• _Written instruction_:
Locate every line in the listing below that contains the word "bonobo" and copy each such line. Treat case as significant.

• _Records provided_:
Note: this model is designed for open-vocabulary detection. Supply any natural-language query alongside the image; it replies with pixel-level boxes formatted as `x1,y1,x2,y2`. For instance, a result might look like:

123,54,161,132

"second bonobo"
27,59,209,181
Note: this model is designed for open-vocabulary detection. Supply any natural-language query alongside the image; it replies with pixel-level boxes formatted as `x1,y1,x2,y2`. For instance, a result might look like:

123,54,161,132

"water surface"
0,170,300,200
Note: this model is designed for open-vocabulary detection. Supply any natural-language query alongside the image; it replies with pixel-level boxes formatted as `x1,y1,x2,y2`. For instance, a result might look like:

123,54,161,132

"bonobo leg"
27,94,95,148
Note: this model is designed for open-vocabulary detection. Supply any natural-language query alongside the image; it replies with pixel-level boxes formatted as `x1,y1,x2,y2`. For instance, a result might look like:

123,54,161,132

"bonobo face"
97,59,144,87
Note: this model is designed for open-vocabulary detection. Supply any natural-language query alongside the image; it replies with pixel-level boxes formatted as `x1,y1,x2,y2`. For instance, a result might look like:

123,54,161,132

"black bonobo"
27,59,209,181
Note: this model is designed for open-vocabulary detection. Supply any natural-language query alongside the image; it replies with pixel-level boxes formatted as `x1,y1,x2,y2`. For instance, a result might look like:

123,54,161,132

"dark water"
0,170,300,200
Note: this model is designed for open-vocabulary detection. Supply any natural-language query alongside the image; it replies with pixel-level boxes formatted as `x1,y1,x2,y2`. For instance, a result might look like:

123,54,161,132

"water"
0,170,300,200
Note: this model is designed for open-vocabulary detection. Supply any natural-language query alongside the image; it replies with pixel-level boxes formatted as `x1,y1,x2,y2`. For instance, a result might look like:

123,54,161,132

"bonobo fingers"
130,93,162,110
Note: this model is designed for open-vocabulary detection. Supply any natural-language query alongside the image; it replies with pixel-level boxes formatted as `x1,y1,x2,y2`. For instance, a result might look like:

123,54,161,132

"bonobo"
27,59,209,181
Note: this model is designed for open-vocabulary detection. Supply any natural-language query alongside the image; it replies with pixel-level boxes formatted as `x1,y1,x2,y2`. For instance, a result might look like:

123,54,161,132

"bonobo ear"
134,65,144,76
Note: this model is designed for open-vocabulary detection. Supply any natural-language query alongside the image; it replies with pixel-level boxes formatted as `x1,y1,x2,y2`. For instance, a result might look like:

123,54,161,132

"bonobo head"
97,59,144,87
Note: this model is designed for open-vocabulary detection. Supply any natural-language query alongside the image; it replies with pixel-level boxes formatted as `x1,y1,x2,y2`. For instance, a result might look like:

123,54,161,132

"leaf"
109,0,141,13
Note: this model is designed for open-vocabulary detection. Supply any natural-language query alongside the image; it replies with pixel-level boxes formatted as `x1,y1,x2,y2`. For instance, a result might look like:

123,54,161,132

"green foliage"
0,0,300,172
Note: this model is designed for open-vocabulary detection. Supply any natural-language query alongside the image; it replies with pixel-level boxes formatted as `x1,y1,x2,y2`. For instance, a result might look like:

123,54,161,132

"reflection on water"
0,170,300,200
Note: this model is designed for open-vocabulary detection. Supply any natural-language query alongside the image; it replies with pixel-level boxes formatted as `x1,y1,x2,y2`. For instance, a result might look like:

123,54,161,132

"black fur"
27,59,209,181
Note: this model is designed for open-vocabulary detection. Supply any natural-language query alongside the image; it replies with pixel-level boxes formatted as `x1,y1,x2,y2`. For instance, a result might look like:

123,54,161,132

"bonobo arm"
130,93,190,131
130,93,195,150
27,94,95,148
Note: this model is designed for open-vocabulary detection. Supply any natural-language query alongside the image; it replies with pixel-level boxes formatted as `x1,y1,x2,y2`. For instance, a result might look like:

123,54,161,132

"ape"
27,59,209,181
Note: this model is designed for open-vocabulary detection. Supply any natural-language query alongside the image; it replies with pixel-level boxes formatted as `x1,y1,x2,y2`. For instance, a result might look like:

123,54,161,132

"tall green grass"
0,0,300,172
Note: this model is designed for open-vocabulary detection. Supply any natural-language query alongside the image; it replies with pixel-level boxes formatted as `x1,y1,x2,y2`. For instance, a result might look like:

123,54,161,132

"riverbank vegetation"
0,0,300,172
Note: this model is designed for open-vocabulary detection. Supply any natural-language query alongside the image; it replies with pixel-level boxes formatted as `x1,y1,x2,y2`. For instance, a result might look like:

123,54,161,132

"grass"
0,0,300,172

• _Expected answer_:
"second bonobo"
"bonobo leg"
"bonobo face"
"black bonobo"
"bonobo fingers"
"bonobo"
"bonobo ear"
"bonobo head"
"bonobo arm"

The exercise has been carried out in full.